++++ DATA SHOWN
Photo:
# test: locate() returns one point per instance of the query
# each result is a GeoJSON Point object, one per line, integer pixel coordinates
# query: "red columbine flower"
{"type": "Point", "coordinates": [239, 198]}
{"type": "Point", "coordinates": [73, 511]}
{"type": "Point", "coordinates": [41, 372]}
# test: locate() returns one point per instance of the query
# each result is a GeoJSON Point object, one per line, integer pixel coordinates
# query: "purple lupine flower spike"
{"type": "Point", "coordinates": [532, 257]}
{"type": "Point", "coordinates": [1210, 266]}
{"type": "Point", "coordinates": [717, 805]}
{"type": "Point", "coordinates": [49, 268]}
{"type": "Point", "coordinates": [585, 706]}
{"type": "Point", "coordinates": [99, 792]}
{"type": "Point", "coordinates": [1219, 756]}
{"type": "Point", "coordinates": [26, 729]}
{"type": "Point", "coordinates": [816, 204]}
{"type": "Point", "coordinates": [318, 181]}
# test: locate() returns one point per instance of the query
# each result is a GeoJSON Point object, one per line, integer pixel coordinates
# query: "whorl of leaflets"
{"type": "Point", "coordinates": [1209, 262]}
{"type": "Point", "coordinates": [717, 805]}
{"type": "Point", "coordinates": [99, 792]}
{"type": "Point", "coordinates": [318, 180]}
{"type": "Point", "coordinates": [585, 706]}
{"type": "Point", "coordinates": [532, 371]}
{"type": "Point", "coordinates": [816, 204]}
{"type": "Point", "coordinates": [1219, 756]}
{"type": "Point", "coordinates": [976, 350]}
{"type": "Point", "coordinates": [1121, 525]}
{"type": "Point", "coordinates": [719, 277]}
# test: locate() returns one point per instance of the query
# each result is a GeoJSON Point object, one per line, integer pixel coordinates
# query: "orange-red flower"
++++++++
GOAL OF THE EXERCISE: Extract every line from all of the entries above, reproducing each character without change.

RESPONSE FOR THIS EXERCISE:
Photo:
# test: locate() returns one point per instance of the query
# each result is a GeoJSON Point object, one per line, integer pixel coordinates
# query: "red columbine flower"
{"type": "Point", "coordinates": [239, 198]}
{"type": "Point", "coordinates": [73, 511]}
{"type": "Point", "coordinates": [41, 372]}
# test: locate() returns one point per instance of the query
# each result is a GeoJSON Point object, one per line, integer pixel coordinates
# query: "purple lupine flower spike"
{"type": "Point", "coordinates": [532, 257]}
{"type": "Point", "coordinates": [1210, 266]}
{"type": "Point", "coordinates": [717, 805]}
{"type": "Point", "coordinates": [49, 268]}
{"type": "Point", "coordinates": [585, 706]}
{"type": "Point", "coordinates": [99, 792]}
{"type": "Point", "coordinates": [1219, 756]}
{"type": "Point", "coordinates": [26, 729]}
{"type": "Point", "coordinates": [816, 204]}
{"type": "Point", "coordinates": [318, 181]}
# test: locate() returns one point per instance of the query
# each result is a GeoJSON Point object, one per line, integer pixel coordinates
# query: "whorl of leaflets"
{"type": "Point", "coordinates": [1209, 262]}
{"type": "Point", "coordinates": [717, 805]}
{"type": "Point", "coordinates": [99, 792]}
{"type": "Point", "coordinates": [318, 180]}
{"type": "Point", "coordinates": [585, 706]}
{"type": "Point", "coordinates": [532, 371]}
{"type": "Point", "coordinates": [816, 204]}
{"type": "Point", "coordinates": [1219, 756]}
{"type": "Point", "coordinates": [976, 350]}
{"type": "Point", "coordinates": [1121, 525]}
{"type": "Point", "coordinates": [719, 277]}
# test: locate() returns one point per instance of the query
# each result is a GeoJSON Point object, one per line, integer pixel coordinates
# query: "orange-red flower"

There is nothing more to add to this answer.